Re: [Haskell-cafe] Re: Stream processors

21 Oct 2004

      Peter Simons wrote:
...
Ben Rudiak-Gould writes:
...
...
...
start  :: IO ctx
    feed   :: ctx -> Buffer -> IO ()
    commit :: ctx -> IO a
...
...
'feed' cannot have this signature because it needs to
update the context.
...
Sure it can -- it's just like writeIORef :: IORef a -> a -> IO ().
I guess it's mood to argue that point. I don't want a stream
processor to have a global state, so using an internally
encapsulated IORef is not an option for me.
I am looking for an more _general_ API, not one that forces
implementation details on the stream processor. That's what
my StreamProc data type does already. :-)
I'm not arguing about generality; I simply don't understand how your
interface is supposed to be used. E.g.:

    do ctx <- start
       ctx1 <- feed ctx array1
       ctx2 <- feed ctx array2
       val1 <- commit ctx1
       val2 <- commit ctx2
       return (val1,val2)

Should this return (MD5 of array1, MD5 of array2), or
(MD5 of array1+array2, MD5 of array1+array2), or cause a runtime error?
Any of these three might be reasonable, but for your interface to be
well-defined you need to stipulate which one is correct. Once you're
decided which one is correct, there's no reason not to change the
interface so that no one can misinterpret it. My two interfaces are
only less general than yours in that they don't have multiple
interpretations -- which is a good thing.
...
...
...
...
start  :: ctx
    feed   :: ctx -> Buffer -> IO ctx
    commit :: ctx -> a
...
In this interface contexts are supposed to be immutable
Haskell values, so there's no meaning in creating new
ones or finalizing old ones.
I don't want to restrict the API to immutable contexts. A
context could be anything, _including_ an IORef or an MVar.
But the API shouldn't enforce that.
It doesn't. Even (length :: [a] -> Int) is likely to cause destructive
updating of thunks when it's called, but that's not a reason to change
the interface to [a] -> IO Int. The important thing is whether, from
the caller's perspective, the function is pure. If it's pure, it
shouldn't be in the IO monad, even if that forces some implementations
to use unsafePerformIO under the hood.

I think you're hoping to have it both ways, capturing destructive-
update semantics and value semantics in a single interface. That's not
going to work, unfortunately. You must decide whether to enforce
single-threading or not.
...
...
...
I would implement feedSTUArray and friends as wrappers
around the Ptr interface, not as primitive computations of
the stream processor.
...
I think it's impossible to do this safely, but it would be
great if I were wrong.
wrap :: (Storable a, MArray arr a IO) => Ptr a -> Int
      -> IO (arr Int a)

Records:
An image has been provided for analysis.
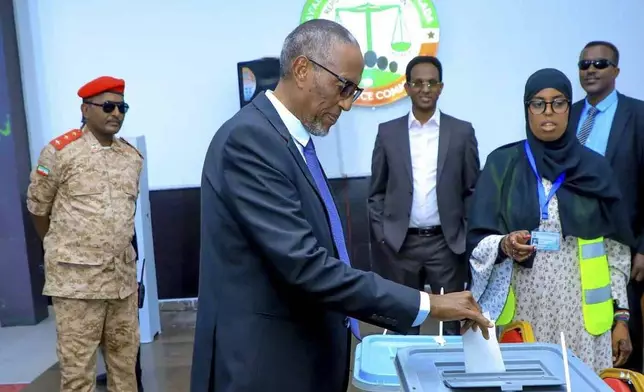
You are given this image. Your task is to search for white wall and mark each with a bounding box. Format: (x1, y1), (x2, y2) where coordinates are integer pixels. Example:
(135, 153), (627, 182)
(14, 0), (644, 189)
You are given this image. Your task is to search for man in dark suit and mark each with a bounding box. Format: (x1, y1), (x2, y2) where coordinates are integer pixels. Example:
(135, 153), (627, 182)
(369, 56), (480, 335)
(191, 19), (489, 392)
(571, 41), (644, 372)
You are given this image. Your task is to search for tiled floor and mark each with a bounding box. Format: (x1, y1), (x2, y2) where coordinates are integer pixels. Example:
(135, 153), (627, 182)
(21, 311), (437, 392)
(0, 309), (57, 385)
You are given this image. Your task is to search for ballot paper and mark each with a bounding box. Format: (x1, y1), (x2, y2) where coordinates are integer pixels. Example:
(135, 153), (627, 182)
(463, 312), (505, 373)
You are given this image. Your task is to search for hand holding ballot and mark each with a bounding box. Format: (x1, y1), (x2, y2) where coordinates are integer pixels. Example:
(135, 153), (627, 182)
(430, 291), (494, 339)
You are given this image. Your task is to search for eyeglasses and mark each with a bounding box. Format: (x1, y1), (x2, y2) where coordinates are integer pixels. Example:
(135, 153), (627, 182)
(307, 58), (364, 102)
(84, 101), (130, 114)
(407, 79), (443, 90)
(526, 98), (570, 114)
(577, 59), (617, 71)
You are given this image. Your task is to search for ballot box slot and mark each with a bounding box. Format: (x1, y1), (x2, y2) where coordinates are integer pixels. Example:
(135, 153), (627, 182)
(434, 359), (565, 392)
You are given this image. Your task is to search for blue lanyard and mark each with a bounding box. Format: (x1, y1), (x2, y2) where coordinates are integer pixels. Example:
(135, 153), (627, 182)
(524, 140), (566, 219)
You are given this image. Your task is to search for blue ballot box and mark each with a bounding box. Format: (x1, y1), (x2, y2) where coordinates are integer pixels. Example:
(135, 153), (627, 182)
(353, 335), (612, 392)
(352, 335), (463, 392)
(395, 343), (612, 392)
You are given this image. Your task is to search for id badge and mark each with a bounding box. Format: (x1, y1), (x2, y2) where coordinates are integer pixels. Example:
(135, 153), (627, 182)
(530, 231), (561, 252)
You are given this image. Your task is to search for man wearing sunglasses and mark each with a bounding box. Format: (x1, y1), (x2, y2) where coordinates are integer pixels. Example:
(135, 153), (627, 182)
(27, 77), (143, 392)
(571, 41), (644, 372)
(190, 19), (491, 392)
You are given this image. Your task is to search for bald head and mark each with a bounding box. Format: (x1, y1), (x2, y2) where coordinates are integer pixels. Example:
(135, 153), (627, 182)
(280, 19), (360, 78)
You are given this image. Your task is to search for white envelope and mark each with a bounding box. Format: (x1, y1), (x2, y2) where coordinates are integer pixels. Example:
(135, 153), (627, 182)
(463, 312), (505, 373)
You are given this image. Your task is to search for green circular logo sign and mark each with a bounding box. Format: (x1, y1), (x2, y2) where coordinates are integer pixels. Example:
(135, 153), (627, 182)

> _TASKS_
• 1. In the stream processor thread, why does the reply say that a function like length should not be given the type [a] -> IO Int, even though calling it may destructively update thunks?
• 2. In the stream processor thread, transcribe the passage that begins at the words "But the API" and stops after "single-threading or not.".

> _SOLUTION LIST_
• 1. What matters is whether the function is pure from the caller's perspective. If it is pure, it should stay out of the IO monad, even if some implementations must use unsafePerformIO under the hood.

• 2.
But the API shouldn't enforce that.
It doesn't. Even (length :: [a] -> Int) is likely to cause destructive
updating of thunks when it's called, but that's not a reason to change
the interface to [a] -> IO Int. The important thing is whether, from
the caller's perspective, the function is pure. If it's pure, it
shouldn't be in the IO monad, even if that forces some implementations
to use unsafePerformIO under the hood.

I think you're hoping to have it both ways, capturing destructive-
update semantics and value semantics in a single interface. That's not
going to work, unfortunately. You must decide whether to enforce
single-threading or not.